» TASK TO CARRY OUT
Repeat the records word for word.
[[ TASK INPUT open ]]
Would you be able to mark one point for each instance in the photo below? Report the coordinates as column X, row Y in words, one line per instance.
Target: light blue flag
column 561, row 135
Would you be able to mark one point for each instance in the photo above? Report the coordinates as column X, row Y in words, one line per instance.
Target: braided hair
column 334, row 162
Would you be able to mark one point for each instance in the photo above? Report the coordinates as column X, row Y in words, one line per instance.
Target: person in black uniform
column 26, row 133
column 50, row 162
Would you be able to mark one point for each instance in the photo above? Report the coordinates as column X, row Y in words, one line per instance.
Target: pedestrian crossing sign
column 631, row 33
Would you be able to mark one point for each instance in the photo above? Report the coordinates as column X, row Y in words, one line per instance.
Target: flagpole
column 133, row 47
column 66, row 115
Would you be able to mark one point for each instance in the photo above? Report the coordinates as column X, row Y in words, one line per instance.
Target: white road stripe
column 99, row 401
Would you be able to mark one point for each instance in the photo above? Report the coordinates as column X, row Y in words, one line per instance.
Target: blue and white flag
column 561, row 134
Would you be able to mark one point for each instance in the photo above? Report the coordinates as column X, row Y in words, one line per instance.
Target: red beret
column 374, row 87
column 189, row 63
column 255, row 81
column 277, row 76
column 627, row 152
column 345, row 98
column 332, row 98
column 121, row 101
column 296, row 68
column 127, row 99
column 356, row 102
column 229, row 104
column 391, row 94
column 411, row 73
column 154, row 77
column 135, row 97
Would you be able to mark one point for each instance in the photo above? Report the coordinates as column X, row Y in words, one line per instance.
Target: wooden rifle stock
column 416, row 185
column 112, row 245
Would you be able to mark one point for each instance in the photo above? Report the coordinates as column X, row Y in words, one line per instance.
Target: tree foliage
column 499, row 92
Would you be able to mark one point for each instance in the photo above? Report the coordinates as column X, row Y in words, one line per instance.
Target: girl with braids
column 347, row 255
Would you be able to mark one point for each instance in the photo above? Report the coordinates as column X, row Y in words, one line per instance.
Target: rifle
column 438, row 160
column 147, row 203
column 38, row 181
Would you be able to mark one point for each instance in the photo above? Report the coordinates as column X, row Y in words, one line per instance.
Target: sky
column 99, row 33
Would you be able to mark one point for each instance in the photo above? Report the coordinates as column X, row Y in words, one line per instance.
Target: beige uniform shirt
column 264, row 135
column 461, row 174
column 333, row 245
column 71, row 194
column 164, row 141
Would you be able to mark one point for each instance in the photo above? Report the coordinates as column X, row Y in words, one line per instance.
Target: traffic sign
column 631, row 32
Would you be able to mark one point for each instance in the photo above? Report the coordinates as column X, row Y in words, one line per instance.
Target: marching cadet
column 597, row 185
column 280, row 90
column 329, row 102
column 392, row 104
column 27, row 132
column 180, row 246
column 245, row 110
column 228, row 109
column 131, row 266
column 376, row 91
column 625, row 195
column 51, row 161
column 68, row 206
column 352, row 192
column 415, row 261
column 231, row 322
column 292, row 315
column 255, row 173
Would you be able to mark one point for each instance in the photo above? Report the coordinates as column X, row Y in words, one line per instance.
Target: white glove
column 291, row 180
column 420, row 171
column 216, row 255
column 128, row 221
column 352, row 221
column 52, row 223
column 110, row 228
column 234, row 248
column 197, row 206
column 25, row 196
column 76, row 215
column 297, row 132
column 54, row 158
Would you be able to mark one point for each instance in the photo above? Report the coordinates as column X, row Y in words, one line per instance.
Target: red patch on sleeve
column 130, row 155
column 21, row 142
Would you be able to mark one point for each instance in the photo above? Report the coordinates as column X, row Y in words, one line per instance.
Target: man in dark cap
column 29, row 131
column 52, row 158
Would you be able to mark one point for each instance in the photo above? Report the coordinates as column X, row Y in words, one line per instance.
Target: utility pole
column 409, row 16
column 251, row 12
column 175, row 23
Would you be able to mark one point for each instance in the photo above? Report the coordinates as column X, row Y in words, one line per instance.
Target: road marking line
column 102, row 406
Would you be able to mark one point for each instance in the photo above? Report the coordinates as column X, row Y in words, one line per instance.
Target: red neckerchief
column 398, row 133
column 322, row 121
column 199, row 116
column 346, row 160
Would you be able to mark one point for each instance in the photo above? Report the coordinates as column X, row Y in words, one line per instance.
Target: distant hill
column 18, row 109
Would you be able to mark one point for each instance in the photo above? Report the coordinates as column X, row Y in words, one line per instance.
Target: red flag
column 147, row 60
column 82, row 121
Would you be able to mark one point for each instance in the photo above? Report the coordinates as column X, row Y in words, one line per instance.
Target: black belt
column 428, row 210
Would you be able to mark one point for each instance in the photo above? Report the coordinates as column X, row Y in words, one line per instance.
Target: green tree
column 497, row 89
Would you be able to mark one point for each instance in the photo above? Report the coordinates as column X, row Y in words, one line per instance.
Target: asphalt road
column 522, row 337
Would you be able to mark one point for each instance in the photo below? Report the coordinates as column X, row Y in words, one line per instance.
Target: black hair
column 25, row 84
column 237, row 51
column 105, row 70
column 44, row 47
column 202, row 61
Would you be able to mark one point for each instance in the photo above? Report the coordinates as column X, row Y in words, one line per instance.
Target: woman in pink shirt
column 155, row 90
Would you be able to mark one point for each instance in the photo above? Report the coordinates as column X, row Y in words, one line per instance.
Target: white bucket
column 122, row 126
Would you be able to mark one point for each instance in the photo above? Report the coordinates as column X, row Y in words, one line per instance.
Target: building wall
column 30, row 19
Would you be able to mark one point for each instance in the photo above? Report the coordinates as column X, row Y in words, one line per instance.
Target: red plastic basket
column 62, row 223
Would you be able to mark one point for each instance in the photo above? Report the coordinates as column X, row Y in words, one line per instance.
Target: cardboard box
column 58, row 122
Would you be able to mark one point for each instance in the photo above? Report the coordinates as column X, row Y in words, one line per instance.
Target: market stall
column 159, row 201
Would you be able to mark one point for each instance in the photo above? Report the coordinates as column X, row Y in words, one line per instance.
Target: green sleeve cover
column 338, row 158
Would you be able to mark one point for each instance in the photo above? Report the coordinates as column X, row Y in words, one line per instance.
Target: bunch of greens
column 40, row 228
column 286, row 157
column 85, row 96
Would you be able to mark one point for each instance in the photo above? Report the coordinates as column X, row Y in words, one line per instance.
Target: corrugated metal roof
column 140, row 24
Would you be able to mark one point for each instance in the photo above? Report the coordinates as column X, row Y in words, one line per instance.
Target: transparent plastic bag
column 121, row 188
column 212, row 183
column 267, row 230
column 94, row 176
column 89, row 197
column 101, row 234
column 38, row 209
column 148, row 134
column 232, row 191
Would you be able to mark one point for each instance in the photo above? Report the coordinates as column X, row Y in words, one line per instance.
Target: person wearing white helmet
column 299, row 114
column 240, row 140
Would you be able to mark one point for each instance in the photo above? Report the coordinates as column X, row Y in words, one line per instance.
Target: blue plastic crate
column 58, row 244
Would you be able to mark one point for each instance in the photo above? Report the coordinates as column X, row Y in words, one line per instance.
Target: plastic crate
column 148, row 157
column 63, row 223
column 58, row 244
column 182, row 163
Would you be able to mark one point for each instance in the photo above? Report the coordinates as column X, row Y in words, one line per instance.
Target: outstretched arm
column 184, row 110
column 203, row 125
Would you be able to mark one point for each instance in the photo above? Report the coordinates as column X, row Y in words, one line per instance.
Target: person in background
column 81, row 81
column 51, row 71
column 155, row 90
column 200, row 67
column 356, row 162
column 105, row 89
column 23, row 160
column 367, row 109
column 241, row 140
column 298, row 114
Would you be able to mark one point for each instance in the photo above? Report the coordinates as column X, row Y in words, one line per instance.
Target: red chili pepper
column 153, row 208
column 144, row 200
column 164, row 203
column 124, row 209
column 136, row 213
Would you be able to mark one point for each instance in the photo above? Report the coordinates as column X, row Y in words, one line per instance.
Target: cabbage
[[ TASK INPUT closed ]]
» REPLY
Would you be able to mark one point for each instance in the photo below? Report the coordinates as column X, row Y in words, one line per instance.
Target: light blue flag
column 561, row 135
Would you be able to mark one point for each instance in the photo above? Report the coordinates as column X, row Y in words, one line per instance.
Target: braided hair
column 334, row 162
Would you be able to mark one point for each instance in the photo above? Report the coordinates as column X, row Y in words, one line per instance.
Target: person in black uniform
column 26, row 133
column 50, row 162
Would you be able to mark one point for each instance in the photo above? Report the coordinates as column X, row Y in words, one line per instance.
Target: pedestrian crossing sign
column 631, row 33
Would you be able to mark one point for each instance in the photo above? Report the coordinates as column X, row Y in words, one line per instance.
Target: flagpole
column 133, row 47
column 66, row 115
Would you be able to mark one point for each instance in the photo above? Report the coordinates as column X, row Y in words, one line per instance.
Target: white road stripe
column 99, row 401
Would you be able to mark one point for each instance in the photo above? Report the coordinates as column X, row Y in words, one line per instance.
Target: blue and white flag
column 561, row 134
Would you be able to mark one point for each instance in the photo above? Report the coordinates as column X, row Y in words, one line per instance.
Target: red beret
column 374, row 87
column 189, row 63
column 255, row 81
column 277, row 76
column 627, row 152
column 345, row 98
column 332, row 98
column 121, row 101
column 296, row 68
column 127, row 99
column 356, row 102
column 229, row 104
column 391, row 94
column 411, row 73
column 154, row 77
column 135, row 97
Would you be able to mark one point for each instance in the photo above? Report the coordinates as column X, row Y in words, one line per instance.
Target: wooden rifle stock
column 416, row 185
column 112, row 245
Would you be able to mark one point for each instance in the photo above? Report the coordinates as column X, row Y in words, one line per instance.
Target: tree foliage
column 499, row 92
Would you be able to mark one point for each instance in the photo above? Report the coordinates as column X, row Y in words, one line per instance.
Target: girl with braids
column 347, row 255
Would you be able to mark one point for each instance in the photo above? Report the coordinates as column X, row Y in words, one line per instance.
Target: rifle
column 438, row 160
column 147, row 203
column 38, row 181
Would you be able to mark one point for each instance in the photo above? Report the coordinates as column X, row Y in words, one line per instance.
Target: sky
column 99, row 33
Would you be able to mark one point for each instance in the photo above? Report the coordinates as column X, row Y in words, one line per instance.
Target: beige uniform shirt
column 264, row 135
column 461, row 174
column 333, row 245
column 71, row 194
column 164, row 141
Would you be able to mark one point for each instance in the photo above? Report the coordinates as column X, row Y in words, one line per instance.
Target: traffic sign
column 631, row 32
Would you be able to mark one point for each instance in the photo above? Report the coordinates as column X, row Y in words, one line per instance.
Target: marching cadet
column 597, row 185
column 280, row 90
column 329, row 102
column 392, row 104
column 27, row 132
column 180, row 246
column 245, row 110
column 228, row 109
column 131, row 266
column 376, row 91
column 625, row 195
column 51, row 161
column 68, row 206
column 352, row 192
column 415, row 261
column 231, row 322
column 292, row 315
column 255, row 173
Would you be able to mark one point for each instance in the photo above? Report the coordinates as column X, row Y in words, one line per instance.
Target: white glove
column 291, row 180
column 420, row 171
column 216, row 255
column 128, row 221
column 352, row 221
column 52, row 223
column 110, row 228
column 234, row 248
column 197, row 206
column 25, row 196
column 76, row 215
column 297, row 132
column 54, row 158
Would you be able to mark one point for each instance in the photo above? Report the coordinates as column X, row Y in words, one line per instance.
Target: red patch on sleeve
column 130, row 155
column 21, row 142
Would you be able to mark one point for each instance in the photo above? Report the coordinates as column X, row Y in words, one line per instance.
Target: man in dark cap
column 29, row 131
column 52, row 158
Would you be able to mark one point for each instance in the photo above? Report the coordinates as column X, row Y in words, one line per instance.
Target: utility pole
column 409, row 16
column 251, row 12
column 175, row 23
Would you be able to mark one point for each instance in the photo above? Report the coordinates as column X, row Y in words, one line per instance.
Target: road marking line
column 102, row 406
Would you be able to mark one point for each instance in the photo above? Report the coordinates as column X, row Y in words, one line per instance.
Target: red neckerchief
column 398, row 133
column 322, row 121
column 199, row 116
column 346, row 160
Would you be able to mark one point for each instance in the photo above? Report the coordinates as column X, row Y in words, one line per instance.
Target: distant hill
column 18, row 109
Would you be able to mark one point for each instance in the photo above? Report the coordinates as column X, row Y in words, one line per instance.
Target: red flag
column 147, row 60
column 82, row 121
Would you be able to mark one point for each instance in the photo above? Report the coordinates as column X, row Y in words, one line per instance.
Target: black belt
column 428, row 210
Would you be able to mark one point for each instance in the photo above? Report the coordinates as column X, row Y in words, one line per instance.
Target: green tree
column 497, row 89
Would you be able to mark one point for each instance in the photo above? Report the coordinates as column X, row Y in words, one line per instance.
Target: asphalt road
column 522, row 337
Would you be able to mark one point for each instance in the photo below? Report the coordinates as column X, row Y in words, one line per instance.
Target: black hair
column 25, row 84
column 237, row 51
column 105, row 70
column 44, row 47
column 202, row 61
Would you be able to mark one point for each instance in the photo above? Report the coordinates as column X, row Y in words, one line per instance.
Target: woman in pink shirt
column 155, row 90
Would you be able to mark one point for each instance in the photo above? Report the coordinates as column X, row Y in words, one line per instance.
Target: white bucket
column 122, row 126
Would you be able to mark one point for each instance in the photo above? Report the coordinates as column X, row Y in words, one line per instance.
Target: building wall
column 30, row 19
Would you be able to mark one point for each instance in the photo above? Report the coordinates as column X, row Y in words, one line per instance.
Target: red plastic basket
column 62, row 223
Would you be able to mark one point for each instance in the photo above? Report the coordinates as column X, row Y in words, one line per instance.
Target: cardboard box
column 58, row 122
Would you be able to mark one point for each instance in the photo above? Report the coordinates as column X, row Y in words, one line per instance.
Target: market stall
column 159, row 201
Would you be able to mark one point for each instance in the photo above? Report the coordinates as column X, row Y in words, one line per instance.
Target: green sleeve cover
column 338, row 158
Would you be able to mark one point for each instance in the photo above? Report the coordinates as column X, row Y in words, one line per instance.
Target: bunch of greens
column 40, row 228
column 286, row 157
column 85, row 96
Would you be able to mark one point for each instance in the photo above? Report the coordinates as column X, row Y in words, one line per instance.
Target: corrugated metal roof
column 140, row 24
Would you be able to mark one point for each instance in the photo above? Report the coordinates as column X, row Y in words, one line per instance.
Target: transparent plastic bag
column 121, row 188
column 212, row 183
column 267, row 230
column 94, row 176
column 89, row 197
column 101, row 234
column 38, row 209
column 148, row 134
column 232, row 191
Would you be able to mark one point for each instance in the photo above? Report the coordinates as column X, row Y in words, one line per instance.
Target: person wearing white helmet
column 299, row 114
column 240, row 140
Would you be able to mark one point for each instance in the photo above? Report the coordinates as column X, row Y in words, one line per instance.
Target: blue plastic crate
column 58, row 244
Would you be able to mark one point for each instance in the photo above? Report the coordinates as column X, row Y in words, one line per instance.
Target: plastic crate
column 148, row 157
column 63, row 223
column 58, row 244
column 182, row 163
Would you be able to mark one point for each instance in the photo above? Report the coordinates as column X, row Y in words, one line per instance.
Target: outstretched arm
column 184, row 110
column 203, row 125
Would you be able to mark one point for each instance in the photo above? Report the coordinates as column X, row Y in words, one line per instance.
Target: person in background
column 81, row 81
column 51, row 71
column 155, row 90
column 200, row 67
column 356, row 162
column 105, row 89
column 23, row 160
column 367, row 109
column 241, row 140
column 298, row 114
Would you be able to mark one point for each instance in the photo above? Report the coordinates as column X, row Y in words, one line per instance.
Target: red chili pepper
column 153, row 208
column 144, row 200
column 164, row 203
column 124, row 209
column 136, row 213
Would you be able to mark one point for each instance in the photo above? Report the coordinates as column X, row Y in words, one line per instance.
Target: cabbage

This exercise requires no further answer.